| EXTRACTED RECORDS |
========================

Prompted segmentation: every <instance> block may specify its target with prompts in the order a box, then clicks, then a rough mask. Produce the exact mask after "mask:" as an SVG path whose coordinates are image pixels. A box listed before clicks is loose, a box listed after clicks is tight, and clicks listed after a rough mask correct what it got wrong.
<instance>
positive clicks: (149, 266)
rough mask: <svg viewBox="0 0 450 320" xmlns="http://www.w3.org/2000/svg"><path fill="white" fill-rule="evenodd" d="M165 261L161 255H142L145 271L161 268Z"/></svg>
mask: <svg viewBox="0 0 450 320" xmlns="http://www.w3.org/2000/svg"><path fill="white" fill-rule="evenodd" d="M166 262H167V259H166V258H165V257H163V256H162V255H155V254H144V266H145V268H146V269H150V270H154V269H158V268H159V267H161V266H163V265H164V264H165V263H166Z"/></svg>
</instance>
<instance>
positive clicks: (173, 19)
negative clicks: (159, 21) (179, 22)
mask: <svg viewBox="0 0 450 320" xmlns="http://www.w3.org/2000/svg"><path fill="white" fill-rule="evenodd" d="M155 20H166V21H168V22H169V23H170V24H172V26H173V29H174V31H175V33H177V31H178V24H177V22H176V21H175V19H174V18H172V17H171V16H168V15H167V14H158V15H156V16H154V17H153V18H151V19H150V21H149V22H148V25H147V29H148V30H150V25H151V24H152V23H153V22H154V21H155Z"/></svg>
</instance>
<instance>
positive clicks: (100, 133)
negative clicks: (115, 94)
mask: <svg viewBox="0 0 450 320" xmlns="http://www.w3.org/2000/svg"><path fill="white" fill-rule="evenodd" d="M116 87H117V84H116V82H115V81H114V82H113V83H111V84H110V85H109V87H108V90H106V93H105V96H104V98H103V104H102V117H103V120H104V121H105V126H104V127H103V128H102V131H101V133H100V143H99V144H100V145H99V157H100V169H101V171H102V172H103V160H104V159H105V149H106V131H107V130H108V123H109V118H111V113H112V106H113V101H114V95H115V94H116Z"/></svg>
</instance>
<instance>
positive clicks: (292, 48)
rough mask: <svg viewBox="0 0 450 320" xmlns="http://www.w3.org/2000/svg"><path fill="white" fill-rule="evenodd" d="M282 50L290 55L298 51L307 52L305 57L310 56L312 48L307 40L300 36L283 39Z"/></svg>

========================

| WHAT THE TASK ASKS |
If a line of the listing contains the string "positive", count it; then report the total alone.

| SOLVED PROBLEM |
4